**Supplied text**:
- - -
As we remember those who have given the ultimate sacrifice for freedom in America, one U.S. Marine Reservist sits in a Mexican prison for making a wrong turn at the border. For over 60 days, at times chained in four directions and threatened with death Andrew Tahmooressi suffers every hour.
Tahmooressi, 25, of Weston, Fla., has been held in two Mexican prisons since being arrested while accidentally crossing into Mexico on March 31 with three weapons in his truck. According to Tahmooressi’s defense attorney Alejandro Osuna, of Tijuana, Mexico, his client is facing federal charges for carrying a weapon intended for exclusive use by the military, carrying a weapon not registered in Mexico and possession of ammunition.
“These are very serious charges in Mexico,” Osuna said.
Tahmooressi alleges that he made a wrong turn while leaving a San Ysidro, Calif., parking lot late on March 31 and was unable to avoid entering Mexico. Once across the border, he tried to turn around immediately. Osuna said his client fully disclosed to the customs agents he had weapons in his truck and that he did not intend to enter Mexico.
“Andrew said that one of the customs officials offered to escort him back across the border,” Osuna said. “We need to find out what happened at that point.”
Sgt. Tahmooressi was living in his truck having just arrived San Diego to seek VA assistance with PTSD. He is a 2 tour OEF meritoriously promoted. His truck piled high with possessions as he searched for housing including his U.S. legally purchased firearms/ ammunition. With no intention to drive into Mexico; he explained he was lost to Mexican authorites but to no avail.
Arrested since 4/1/2014, during incarceration his life has been threatened and he sustained a neck wound requiring hospitalization and chained in a 4-point restraint for over 26 days. The affect of this unjust incarceration on a decorated combat Marine is despairing.
- - -
**Data records**:
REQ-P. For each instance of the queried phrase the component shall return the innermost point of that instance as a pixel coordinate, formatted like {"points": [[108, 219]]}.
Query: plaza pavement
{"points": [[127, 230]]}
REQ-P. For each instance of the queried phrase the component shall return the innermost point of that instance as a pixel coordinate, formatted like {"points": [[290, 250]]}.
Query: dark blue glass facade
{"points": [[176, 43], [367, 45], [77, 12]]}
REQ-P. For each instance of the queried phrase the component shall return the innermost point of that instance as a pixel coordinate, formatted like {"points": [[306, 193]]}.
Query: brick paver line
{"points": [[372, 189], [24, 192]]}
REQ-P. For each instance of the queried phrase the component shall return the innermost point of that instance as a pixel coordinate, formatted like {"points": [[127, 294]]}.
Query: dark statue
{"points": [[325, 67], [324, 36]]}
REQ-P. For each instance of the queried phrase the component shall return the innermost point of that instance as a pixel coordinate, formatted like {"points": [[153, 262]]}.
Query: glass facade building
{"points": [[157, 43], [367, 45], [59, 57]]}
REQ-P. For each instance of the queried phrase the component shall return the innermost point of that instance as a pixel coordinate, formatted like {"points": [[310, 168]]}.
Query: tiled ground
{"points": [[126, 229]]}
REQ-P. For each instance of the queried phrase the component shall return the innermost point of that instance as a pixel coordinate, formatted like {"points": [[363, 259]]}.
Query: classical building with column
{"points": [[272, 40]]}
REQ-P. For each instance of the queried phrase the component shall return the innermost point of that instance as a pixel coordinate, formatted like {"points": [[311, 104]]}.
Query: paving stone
- - -
**What to work on**:
(a) In the article about the Marine held in Mexico, condense the paragraph beginning "Tahmooressi alleges that" into a short bulleted list that keeps its main facts.
(b) Retype the part of the article about the Marine held in Mexico that opens with the words containing "Sgt. Tahmooressi was" and closes with "Marine is despairing.".

**Set of answers**:
(a)
- Tahmooressi says he took a wrong turn leaving a San Ysidro, Calif., parking lot late on March 31 and could not avoid entering Mexico.
- He tried to turn around right after crossing the border.
- Osuna says Tahmooressi fully disclosed to customs agents that he had weapons in his truck and did not intend to enter Mexico.

(b)
Sgt. Tahmooressi was living in his truck having just arrived San Diego to seek VA assistance with PTSD. He is a 2 tour OEF meritoriously promoted. His truck piled high with possessions as he searched for housing including his U.S. legally purchased firearms/ ammunition. With no intention to drive into Mexico; he explained he was lost to Mexican authorites but to no avail.
Arrested since 4/1/2014, during incarceration his life has been threatened and he sustained a neck wound requiring hospitalization and chained in a 4-point restraint for over 26 days. The affect of this unjust incarceration on a decorated combat Marine is despairing.